Point labels for objects:
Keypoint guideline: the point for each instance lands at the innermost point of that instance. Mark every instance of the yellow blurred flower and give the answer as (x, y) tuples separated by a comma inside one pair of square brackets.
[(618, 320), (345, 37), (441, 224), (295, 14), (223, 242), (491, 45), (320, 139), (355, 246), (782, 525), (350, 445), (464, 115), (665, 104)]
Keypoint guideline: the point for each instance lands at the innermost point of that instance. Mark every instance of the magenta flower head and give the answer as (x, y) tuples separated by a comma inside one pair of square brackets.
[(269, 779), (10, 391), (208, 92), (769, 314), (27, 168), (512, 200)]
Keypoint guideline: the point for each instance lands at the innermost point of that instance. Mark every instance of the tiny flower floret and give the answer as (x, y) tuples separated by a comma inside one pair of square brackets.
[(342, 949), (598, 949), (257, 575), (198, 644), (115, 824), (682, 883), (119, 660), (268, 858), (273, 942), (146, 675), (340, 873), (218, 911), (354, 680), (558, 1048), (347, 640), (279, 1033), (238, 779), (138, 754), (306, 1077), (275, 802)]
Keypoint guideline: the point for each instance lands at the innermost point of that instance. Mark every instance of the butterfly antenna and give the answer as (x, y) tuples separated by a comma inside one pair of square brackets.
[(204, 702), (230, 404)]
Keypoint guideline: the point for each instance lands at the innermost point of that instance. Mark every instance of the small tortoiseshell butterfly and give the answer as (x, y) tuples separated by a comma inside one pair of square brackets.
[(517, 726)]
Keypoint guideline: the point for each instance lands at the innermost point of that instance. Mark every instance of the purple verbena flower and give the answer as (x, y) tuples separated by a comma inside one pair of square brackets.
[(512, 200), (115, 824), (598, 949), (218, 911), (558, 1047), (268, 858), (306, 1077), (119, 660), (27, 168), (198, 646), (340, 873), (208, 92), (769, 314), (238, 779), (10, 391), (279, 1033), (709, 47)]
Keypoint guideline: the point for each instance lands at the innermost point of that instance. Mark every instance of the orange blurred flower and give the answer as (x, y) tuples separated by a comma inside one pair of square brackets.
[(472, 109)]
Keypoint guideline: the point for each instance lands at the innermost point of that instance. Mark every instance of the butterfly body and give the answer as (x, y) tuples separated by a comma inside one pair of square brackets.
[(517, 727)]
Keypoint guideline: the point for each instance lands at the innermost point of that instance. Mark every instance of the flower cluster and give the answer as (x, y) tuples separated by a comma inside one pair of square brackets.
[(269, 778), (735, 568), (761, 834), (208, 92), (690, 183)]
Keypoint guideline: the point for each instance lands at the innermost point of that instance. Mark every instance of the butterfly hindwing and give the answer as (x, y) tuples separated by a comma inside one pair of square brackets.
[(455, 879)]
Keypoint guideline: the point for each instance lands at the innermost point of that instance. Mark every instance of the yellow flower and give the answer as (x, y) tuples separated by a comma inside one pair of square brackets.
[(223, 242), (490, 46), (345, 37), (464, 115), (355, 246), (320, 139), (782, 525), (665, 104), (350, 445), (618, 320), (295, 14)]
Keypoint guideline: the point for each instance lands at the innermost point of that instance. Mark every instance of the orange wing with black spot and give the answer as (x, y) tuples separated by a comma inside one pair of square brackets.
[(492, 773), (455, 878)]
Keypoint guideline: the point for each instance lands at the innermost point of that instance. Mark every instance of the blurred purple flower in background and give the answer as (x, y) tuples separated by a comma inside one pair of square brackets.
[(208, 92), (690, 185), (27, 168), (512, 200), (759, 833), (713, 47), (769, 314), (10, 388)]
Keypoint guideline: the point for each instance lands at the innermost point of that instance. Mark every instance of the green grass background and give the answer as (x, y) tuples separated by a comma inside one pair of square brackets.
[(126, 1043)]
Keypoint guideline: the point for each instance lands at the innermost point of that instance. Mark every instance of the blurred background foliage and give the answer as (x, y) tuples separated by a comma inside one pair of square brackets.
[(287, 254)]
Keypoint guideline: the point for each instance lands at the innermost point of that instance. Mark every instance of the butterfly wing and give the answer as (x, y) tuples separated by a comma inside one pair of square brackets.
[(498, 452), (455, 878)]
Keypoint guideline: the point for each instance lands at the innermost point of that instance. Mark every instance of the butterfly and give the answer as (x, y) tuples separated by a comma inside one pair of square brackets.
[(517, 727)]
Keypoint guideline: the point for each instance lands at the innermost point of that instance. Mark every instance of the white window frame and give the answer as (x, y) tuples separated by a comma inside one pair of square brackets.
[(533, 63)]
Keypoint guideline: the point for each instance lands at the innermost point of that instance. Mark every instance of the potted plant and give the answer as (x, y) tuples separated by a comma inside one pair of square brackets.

OBJECTIVE: Please reproduce the lines from the one containing "of the purple" through the one containing "1033), (709, 47)]", both included, word for word.

TASK ANSWER:
Keypoint guideline: the point for each instance lands at the innermost point of that instance. Mark every instance of the purple verbena flower and give the answer as (x, y) tuples separated by a comma inside one pair of square brackets.
[(512, 200), (115, 824), (598, 949), (218, 911), (558, 1047), (268, 858), (306, 1077), (119, 660), (27, 168), (198, 646), (340, 873), (208, 92), (769, 314), (238, 779), (10, 391), (279, 1033), (709, 47)]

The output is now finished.